The Extension Store’s five fulltime employees have been with ISU Extension and Outreach for 15+ years, on average, but not because they like the fumes from ISU Printing. They are dedicated to getting research-based information to people in Iowa and around the world. The next time you’re on the north side of campus, stop in to say hello and get a tour, and thank them for their efforts.

One more thing: The ISU Trademark Office is sponsoring a contest for county offices for the ISU/Iowa CyDAY Friday on Sept. 8. The county office that shows the most spirit/creativity – AND posts photos to the Iowa State CyStyle Facebook page or emails photos to cydayfriday@iastate.edu – will receive a limited CyDAY Friday prize. Go Cyclones!

— John D. Lawrence
Iowa State University Interim Vice President for Extension and Outreach

Our Rising Stars

John Lawrence’s message from Aug. 28, 2017

2017 Rising Star interns

Iowa State students returned to campus last week to begin the fall semester – including 15 who now have a better understanding of ISU Extension and Outreach than they did a few months ago. These students, our 2017 Rising Star Interns, spent their summer learning about local food systems, exploring Iowa communities and considering careers as extension professionals.

I first met the interns in the spring. Over dinner at the Gateway, we talked about the exciting work they planned to do. I also had a chance to meet up with a few of the teams this summer as I was out touring the state. A few weeks ago, they all presented their final projects to the extension leadership team, their college deans and regional directors. Did you know?

  • The Rising Stars in Region 1, Leah Brooke, Ruby Hotchkiss and Madison Lapke, developed “Grow! Know! Whoa!” This program for children covered three aspects of local food: how to grow it, the health benefits and how to prepare it.
  • Region 3 interns Erin McDonald, Josephina Matteson and Rui Xie developed strategic plans for Ackley and Latimer, a master plan for the Worth County fairground, a strategic implementation plan for the historic Winifred Hotel, and a strategic plan for educating and serving local foods producers in the region.
  • The interns in Region 5, Emily Bormann, Madison Hemer and Izzy Worrall, focused on serving people “from ages 6 to 80.” They made connections and built relationships with community members through youth programming, food demonstrations and special events.
  • Region 7 interns Rachel Ulven, Shana Hilgerson and Yuanhao “Rory” Wang evaluated Rising Star media platforms, developed intergenerational activities to promote local foods, and promoted Spanish language inclusion at farmers markets.
  • In Region 20, interns Kaitlin Brake, Breanna Burnett-Larkins and Thomata Doe introduced children to new fruits and vegetables during summer lunch programs and rated the effectiveness of visual merchandising and branding on farmers markets. They also worked to increase awareness of local foods as a whole, as well as the role Eat Fresh Southeast Iowa plays in promoting local growers.

From what I can tell, the interns had a fun and rewarding experience this summer. They all deserve our thanks for a job well done. At least a few of them are thinking seriously about a career in ISU Extension and Outreach. Keep that in mind the next time you’re hiring, and encourage them to apply.

> LISTED ENTRIES:

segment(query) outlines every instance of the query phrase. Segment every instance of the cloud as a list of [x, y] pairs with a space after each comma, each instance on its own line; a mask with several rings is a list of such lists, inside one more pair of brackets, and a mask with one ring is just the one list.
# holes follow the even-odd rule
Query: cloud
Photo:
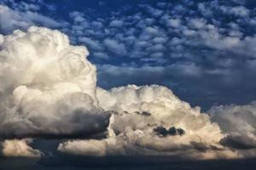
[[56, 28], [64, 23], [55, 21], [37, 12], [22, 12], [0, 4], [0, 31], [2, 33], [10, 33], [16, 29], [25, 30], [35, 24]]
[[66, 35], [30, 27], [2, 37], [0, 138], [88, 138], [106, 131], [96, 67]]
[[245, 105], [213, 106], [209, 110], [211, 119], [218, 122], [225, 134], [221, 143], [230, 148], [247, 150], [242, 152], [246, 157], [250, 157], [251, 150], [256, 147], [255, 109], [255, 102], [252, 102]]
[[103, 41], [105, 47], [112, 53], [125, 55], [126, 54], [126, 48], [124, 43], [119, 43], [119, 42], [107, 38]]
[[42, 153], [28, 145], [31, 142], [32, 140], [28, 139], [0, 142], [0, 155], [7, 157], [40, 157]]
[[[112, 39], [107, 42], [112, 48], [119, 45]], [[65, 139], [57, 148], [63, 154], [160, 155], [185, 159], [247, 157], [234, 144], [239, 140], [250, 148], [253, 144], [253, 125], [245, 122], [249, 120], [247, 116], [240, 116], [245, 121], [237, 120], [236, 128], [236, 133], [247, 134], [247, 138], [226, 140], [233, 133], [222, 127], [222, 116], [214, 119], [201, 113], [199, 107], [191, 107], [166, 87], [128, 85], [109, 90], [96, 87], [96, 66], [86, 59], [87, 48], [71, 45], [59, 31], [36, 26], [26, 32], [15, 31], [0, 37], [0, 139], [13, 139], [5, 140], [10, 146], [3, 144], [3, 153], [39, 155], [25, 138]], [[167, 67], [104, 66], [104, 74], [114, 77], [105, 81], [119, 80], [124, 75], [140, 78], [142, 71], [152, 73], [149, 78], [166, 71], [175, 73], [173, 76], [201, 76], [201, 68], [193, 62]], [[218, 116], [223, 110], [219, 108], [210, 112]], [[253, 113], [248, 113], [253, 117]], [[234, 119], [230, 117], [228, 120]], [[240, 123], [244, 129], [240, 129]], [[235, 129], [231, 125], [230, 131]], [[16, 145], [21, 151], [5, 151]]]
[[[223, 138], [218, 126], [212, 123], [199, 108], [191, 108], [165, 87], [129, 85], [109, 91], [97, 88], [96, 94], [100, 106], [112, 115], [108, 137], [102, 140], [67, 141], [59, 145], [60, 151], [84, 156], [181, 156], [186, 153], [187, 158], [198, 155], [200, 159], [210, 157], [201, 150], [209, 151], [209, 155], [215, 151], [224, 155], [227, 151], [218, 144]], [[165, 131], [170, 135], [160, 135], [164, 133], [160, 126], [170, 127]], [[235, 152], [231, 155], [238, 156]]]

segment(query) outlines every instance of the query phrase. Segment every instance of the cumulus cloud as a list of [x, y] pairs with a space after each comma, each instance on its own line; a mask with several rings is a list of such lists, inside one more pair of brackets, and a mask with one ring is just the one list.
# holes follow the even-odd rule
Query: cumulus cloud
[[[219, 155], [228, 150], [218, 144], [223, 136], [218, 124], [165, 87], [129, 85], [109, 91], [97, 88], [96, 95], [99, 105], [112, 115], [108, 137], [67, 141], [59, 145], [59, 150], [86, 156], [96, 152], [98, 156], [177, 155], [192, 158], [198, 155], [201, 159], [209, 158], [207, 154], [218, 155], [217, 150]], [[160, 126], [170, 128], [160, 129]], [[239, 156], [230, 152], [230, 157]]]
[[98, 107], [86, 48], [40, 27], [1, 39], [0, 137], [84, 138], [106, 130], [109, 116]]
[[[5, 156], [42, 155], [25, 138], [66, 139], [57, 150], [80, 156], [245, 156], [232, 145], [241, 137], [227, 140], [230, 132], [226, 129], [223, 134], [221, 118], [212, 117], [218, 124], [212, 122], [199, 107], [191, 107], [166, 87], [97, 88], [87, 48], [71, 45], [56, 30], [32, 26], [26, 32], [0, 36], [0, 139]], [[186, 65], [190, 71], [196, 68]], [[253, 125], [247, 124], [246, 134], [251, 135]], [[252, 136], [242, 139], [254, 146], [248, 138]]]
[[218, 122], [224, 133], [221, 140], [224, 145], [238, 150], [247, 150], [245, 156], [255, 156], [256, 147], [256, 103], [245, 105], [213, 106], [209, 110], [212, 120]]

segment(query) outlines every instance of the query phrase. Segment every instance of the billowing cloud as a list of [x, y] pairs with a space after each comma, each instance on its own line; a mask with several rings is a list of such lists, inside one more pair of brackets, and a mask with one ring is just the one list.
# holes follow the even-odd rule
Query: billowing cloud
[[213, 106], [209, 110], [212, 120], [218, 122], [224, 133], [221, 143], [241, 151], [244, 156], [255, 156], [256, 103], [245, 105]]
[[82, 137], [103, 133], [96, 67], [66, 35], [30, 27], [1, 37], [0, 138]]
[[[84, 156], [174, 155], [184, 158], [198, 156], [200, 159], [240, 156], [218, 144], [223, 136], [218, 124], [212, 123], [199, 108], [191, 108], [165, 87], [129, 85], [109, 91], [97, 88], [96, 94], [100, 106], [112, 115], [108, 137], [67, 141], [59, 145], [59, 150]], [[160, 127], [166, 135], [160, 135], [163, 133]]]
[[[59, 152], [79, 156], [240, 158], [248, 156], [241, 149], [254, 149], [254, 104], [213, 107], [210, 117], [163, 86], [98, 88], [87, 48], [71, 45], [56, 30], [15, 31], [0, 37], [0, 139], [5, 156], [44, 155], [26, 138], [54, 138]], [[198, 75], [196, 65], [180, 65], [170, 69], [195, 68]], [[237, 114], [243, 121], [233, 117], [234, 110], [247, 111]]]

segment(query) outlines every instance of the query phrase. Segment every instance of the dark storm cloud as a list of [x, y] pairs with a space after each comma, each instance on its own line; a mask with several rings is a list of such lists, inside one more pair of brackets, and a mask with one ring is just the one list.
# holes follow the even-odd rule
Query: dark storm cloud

> PROBLEM 1:
According to the extension message, what date is the CyDAY Friday contest for county offices?
> PROBLEM 2:
Reproduce the part of the extension message starting with "Iowa State students" and going on through "as extension professionals.".

> WORKED ANSWER 1:
Friday, Sept. 8

> WORKED ANSWER 2:
Iowa State students returned to campus last week to begin the fall semester – including 15 who now have a better understanding of ISU Extension and Outreach than they did a few months ago. These students, our 2017 Rising Star Interns, spent their summer learning about local food systems, exploring Iowa communities and considering careers as extension professionals.